Image-backed grounding data
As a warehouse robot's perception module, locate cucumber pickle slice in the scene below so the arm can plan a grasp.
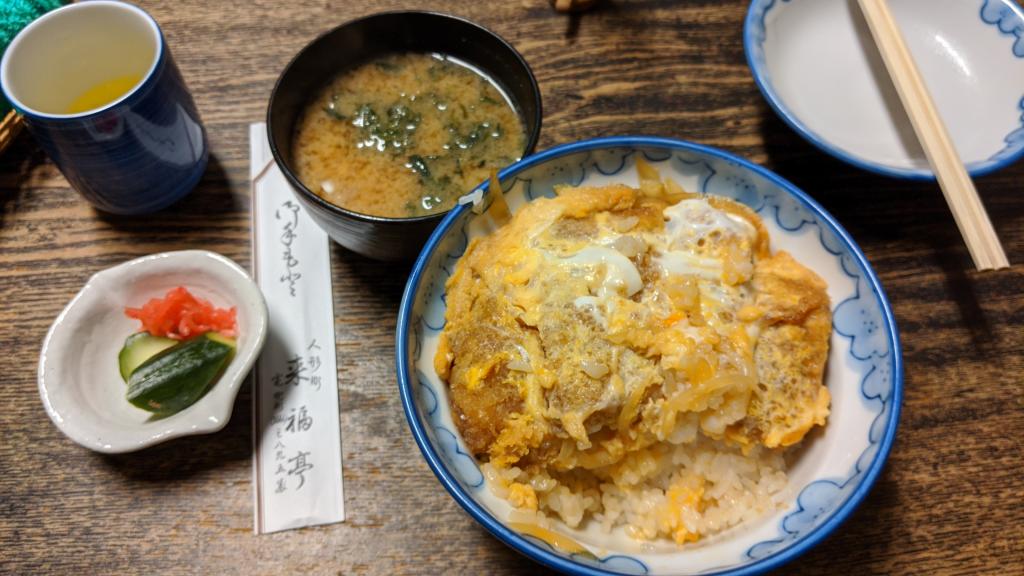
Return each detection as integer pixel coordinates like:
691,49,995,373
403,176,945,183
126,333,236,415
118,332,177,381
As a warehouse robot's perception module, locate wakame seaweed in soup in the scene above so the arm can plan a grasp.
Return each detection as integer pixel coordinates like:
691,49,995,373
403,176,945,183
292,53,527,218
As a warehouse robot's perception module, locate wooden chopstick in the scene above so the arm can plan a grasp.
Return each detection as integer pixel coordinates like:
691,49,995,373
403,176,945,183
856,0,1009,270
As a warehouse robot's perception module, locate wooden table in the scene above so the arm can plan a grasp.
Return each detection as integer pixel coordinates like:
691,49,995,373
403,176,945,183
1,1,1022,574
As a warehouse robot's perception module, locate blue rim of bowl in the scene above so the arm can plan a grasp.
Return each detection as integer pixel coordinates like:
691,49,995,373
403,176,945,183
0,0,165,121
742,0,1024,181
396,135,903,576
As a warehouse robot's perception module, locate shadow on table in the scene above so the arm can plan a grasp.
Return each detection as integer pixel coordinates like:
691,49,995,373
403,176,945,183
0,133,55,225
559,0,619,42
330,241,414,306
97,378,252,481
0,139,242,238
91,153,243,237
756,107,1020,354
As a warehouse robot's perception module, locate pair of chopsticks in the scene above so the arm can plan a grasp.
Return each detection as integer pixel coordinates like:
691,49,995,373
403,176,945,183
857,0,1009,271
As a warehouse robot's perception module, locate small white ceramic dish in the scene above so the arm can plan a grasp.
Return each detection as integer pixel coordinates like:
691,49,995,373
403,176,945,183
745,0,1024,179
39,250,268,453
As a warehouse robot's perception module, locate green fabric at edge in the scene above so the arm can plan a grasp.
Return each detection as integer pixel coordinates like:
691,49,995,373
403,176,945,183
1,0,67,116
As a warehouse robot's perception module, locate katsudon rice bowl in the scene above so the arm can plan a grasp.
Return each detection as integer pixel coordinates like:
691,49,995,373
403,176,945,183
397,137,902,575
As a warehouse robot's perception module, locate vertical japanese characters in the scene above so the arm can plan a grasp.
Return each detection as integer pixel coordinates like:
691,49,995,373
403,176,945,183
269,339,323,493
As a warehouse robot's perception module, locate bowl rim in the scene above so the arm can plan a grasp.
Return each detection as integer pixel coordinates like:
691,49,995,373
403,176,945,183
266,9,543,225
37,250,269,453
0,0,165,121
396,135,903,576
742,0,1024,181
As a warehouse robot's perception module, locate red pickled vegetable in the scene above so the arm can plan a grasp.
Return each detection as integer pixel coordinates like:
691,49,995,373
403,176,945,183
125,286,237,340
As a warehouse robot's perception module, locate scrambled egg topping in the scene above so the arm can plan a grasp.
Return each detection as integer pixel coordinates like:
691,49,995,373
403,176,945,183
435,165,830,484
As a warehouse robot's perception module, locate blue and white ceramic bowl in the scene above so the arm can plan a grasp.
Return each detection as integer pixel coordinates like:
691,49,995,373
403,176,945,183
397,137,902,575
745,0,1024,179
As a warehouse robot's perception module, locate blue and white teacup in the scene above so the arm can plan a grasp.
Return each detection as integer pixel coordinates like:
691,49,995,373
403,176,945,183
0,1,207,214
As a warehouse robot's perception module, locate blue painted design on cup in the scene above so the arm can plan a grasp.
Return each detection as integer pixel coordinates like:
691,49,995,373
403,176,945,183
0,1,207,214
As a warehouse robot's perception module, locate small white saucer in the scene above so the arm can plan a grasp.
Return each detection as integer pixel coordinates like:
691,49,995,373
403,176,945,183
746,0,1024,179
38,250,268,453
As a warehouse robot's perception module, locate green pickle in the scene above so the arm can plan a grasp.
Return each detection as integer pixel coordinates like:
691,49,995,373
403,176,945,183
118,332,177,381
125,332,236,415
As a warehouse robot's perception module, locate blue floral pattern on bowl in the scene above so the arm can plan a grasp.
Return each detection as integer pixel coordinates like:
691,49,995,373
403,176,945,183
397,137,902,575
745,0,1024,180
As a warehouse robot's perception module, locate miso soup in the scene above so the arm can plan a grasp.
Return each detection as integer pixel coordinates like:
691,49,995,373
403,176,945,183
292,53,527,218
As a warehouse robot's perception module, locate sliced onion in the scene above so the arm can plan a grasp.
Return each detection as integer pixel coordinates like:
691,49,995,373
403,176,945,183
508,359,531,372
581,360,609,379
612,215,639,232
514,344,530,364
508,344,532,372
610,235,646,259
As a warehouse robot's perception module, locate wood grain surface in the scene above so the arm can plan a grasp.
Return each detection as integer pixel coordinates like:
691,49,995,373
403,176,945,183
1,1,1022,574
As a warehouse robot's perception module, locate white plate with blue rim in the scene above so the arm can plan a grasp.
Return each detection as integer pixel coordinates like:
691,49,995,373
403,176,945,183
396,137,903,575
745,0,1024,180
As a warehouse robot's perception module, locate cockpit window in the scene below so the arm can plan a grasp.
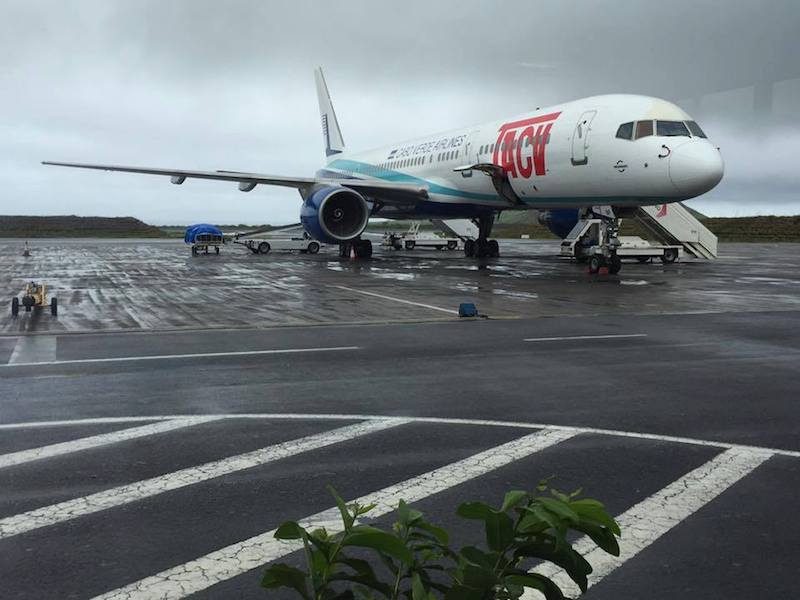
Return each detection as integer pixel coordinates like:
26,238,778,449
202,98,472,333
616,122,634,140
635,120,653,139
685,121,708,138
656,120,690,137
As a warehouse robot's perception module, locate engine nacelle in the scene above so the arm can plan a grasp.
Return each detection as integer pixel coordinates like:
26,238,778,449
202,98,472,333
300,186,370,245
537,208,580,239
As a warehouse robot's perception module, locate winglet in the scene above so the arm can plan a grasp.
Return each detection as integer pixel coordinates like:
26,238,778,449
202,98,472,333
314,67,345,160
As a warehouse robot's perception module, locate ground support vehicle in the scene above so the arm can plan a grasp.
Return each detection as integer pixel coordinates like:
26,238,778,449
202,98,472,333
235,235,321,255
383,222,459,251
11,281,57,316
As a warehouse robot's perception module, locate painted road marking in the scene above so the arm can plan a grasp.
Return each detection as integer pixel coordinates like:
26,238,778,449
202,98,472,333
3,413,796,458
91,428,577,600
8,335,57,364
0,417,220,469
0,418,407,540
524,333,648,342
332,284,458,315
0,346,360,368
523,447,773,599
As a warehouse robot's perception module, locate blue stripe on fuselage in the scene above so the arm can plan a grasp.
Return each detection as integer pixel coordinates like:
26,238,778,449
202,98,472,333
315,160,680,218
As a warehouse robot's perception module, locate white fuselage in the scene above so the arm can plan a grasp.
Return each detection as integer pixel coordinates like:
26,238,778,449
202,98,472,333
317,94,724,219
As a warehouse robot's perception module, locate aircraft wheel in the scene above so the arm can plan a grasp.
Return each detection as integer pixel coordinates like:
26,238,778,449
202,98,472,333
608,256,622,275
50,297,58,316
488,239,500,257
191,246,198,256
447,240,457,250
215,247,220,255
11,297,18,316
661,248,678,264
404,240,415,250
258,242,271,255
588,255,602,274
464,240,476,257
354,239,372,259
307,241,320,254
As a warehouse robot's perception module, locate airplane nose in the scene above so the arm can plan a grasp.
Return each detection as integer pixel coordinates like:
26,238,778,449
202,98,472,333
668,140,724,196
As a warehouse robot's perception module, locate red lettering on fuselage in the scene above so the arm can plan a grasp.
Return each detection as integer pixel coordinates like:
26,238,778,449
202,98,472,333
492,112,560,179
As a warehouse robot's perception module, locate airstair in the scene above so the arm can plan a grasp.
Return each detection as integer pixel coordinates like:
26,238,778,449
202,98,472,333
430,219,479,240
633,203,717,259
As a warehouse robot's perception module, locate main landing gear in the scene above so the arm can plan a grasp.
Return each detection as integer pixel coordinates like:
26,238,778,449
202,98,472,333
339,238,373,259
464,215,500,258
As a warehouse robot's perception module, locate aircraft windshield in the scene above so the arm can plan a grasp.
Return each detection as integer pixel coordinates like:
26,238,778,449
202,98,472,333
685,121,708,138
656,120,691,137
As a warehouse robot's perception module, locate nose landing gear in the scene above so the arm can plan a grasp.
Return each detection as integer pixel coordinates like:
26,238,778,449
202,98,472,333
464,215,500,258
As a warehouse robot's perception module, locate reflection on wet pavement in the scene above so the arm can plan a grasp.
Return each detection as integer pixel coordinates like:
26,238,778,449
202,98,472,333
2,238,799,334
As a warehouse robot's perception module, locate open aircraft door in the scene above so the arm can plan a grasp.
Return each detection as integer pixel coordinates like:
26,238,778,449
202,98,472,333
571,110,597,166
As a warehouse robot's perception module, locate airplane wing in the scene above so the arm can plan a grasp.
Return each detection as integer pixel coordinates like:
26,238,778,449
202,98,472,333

# YOUR ASSIGNMENT
List each line of the entries that holds the string "painted".

# TASK ANSWER
As a warehouse robot's perception module, locate blue painted design on cup in the scene above so the arm can plan a grasp.
As a warehouse robot's perception module, locate painted road marking in the scene above so the arm can plan a grasp.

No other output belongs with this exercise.